#### [SOURCE TEXT]
## BEGIN

One of the themes I have persisted with in these posts is that in chemistry, thinking about theory is either dead or in terminal decline. Prove me wrong!
 
In my last post, I offered a challenge to readers, specifically, can you provide answers to:
1.     Why did nature choose ribose for nucleic acids?
2.     How did homochirality arise?
So far, I have no guesses/inspired answers. Come on! Assuming someone is actually reading these posts, either they don't care or it is too difficult. Now, surely you are not going to concede that I can work out more than you can? So, is anyone going to try?
 
My first answer next week.

As I haven't updated for some time, there should be a lot of references summarized, however, many of them turned out to be only of partial interest. There were a few papers discussing the origin of chondrules. Up until recently, while the formation of these had been something of a mystery, the nearest there was to a conclusion was that they were formed in the plume formed by collisions of planetesimals. Fu et al. (Science 346: 1089 – 1092) found that chondrules in one meteorite formed at about 2 – 3 My after the first small bodies. This was supported by Palme, et al. (Earth Planet. Sci. Lett. 411: 11 – 19.) who found that chondrules behaved as if they were formed before any larger bodies, and were not formed by impacts. On the other hand, Johnson et al. (Science 517: 339 – 341) argued that chondrules in CB chondrites probably formed in a plume produce by an impact at a relative velocity of greater than 10 kilometers per second. If so, meteorites are a byproduct of planet formation rather than left-over building material. Of course there may have been more than one route that lead to their formation, but as can be seen, there is no clear answer to this question yet.
 
The landing on the Jupiter family comet 67P/Churyumov-Gerasimenko probably attracted as much recent public interest as anything in science, and some data are coming in. Examination of the comet's water (Altweg et al. Science 347: 126952-1 to 3) showed that the comet had a D/H ratio that is three times greater than Earth's water, and hence Jupiter family comets could not be a significant source of Earth's water. The reason this is important is that the water has to come from somewhere, and comets were once considered the obvious source. However, the usual distant comets were found to have too much deuterium, so Jupiter-family comets became the choice. The alternative is carbonaceous chondrites, but the problem with these is they are rather rare, and lie on the outer part of the asteroid belt. Had they been the source, why were there so many of them, and so few of what are now the more common asteroids? And if there were that many, why did they not accrete into a small planet? In my theory, neither comets nor chondrites are significant sources of water on earth.

## END

Pointing dataset excerpts:
## BEGIN

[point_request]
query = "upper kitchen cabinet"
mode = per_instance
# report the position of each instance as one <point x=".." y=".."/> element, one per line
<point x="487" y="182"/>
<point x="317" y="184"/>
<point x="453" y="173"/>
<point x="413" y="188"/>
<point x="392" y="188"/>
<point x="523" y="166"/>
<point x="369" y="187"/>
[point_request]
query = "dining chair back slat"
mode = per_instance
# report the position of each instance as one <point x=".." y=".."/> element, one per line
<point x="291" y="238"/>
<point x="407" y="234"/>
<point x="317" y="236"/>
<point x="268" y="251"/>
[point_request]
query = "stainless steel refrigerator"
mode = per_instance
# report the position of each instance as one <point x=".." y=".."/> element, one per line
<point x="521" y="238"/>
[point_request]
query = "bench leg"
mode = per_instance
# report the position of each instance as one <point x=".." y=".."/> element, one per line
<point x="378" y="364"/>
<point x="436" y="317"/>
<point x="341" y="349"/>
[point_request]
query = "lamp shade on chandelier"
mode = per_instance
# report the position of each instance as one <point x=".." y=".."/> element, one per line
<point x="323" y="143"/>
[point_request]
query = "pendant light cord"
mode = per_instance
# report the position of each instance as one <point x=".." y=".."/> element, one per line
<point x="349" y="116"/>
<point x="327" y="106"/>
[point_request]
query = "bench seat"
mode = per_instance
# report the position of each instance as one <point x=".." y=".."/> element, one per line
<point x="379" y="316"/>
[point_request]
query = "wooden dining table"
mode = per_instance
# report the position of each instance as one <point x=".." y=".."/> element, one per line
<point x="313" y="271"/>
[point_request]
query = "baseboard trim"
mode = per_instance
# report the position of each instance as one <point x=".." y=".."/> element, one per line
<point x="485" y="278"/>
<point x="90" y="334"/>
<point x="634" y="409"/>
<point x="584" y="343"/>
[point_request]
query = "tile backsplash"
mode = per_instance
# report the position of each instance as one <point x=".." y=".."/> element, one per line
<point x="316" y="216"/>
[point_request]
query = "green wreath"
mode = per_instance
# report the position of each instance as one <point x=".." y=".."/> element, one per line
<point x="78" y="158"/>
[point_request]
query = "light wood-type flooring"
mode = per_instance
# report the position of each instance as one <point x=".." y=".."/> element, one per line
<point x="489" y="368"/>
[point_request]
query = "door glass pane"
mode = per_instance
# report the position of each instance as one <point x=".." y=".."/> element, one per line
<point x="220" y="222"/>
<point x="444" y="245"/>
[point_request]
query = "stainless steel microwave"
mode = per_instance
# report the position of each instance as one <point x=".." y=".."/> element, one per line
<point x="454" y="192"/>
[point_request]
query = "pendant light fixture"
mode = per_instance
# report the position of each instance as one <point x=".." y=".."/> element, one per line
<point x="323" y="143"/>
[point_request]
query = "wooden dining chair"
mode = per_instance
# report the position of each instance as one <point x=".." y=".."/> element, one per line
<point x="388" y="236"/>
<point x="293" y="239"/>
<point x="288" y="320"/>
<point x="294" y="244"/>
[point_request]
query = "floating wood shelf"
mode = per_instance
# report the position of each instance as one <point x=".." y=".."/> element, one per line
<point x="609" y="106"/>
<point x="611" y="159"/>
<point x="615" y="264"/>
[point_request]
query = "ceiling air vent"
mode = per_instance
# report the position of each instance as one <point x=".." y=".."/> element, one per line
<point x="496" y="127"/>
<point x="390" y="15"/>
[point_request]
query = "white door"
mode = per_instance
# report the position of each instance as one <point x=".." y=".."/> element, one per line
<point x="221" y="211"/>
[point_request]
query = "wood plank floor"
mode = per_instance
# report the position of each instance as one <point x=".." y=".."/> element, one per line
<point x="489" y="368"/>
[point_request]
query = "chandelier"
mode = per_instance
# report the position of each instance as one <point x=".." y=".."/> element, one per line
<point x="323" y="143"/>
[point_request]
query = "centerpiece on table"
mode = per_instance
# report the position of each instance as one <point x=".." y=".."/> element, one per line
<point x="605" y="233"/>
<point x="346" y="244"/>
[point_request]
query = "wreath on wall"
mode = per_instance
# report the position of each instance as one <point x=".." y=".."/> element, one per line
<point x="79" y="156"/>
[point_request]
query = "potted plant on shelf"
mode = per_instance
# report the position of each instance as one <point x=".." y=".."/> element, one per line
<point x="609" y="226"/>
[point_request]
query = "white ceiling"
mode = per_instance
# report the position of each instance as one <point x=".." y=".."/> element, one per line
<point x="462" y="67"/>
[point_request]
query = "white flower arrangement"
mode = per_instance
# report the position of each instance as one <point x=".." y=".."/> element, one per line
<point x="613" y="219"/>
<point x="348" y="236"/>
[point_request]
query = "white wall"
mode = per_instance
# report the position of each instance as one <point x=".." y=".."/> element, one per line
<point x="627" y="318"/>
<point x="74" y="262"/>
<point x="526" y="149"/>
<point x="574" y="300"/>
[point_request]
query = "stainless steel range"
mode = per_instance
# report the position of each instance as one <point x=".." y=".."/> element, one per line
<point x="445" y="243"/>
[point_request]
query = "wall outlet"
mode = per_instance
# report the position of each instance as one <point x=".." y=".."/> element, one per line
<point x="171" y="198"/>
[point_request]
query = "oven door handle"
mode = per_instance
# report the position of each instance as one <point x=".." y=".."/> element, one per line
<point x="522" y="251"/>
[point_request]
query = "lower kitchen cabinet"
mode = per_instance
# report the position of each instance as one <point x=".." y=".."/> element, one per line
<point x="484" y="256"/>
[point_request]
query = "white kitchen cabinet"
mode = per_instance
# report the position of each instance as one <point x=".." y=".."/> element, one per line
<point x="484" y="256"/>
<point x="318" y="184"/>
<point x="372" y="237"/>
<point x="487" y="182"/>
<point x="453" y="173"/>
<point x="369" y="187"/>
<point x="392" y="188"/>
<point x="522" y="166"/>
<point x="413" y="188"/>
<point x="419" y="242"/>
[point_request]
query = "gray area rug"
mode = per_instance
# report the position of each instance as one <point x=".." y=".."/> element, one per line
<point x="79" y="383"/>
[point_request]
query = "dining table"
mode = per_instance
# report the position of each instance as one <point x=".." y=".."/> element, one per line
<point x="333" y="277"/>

## END

#### [TASK LIST]
(a) Answer these questions from the post on chondrules and comets:
(i) How did the D/H ratio of the water on comet 67P compare with that of Earth's water?
(ii) According to Fu et al., when did chondrules in one meteorite form?
(iii) What relative velocity did Johnson et al. give for the impact that produced chondrules in CB chondrites?
(b) Decide whether each statement agrees with the post on chondrules and comets. Answer yes or no, and quote the words from the post that settle it.
(i) The author has received several guesses in response to the challenge.
(ii) Palme et al. concluded that chondrules were formed by impacts.
(iii) Carbonaceous chondrites lie on the outer part of the asteroid belt.
The rows have nothing to do with the post.

#### [SOLUTIONS IN ORDER]
(a)
(i) It was three times greater than Earth's.
(ii) About 2 – 3 My after the first small bodies.
(iii) Greater than 10 kilometers per second.

(b)
(i) No: "So far, I have no guesses/inspired answers."
(ii) No: "chondrules behaved as if they were formed before any larger bodies, and were not formed by impacts."
(iii) Yes: "they are rather rare, and lie on the outer part of the asteroid belt."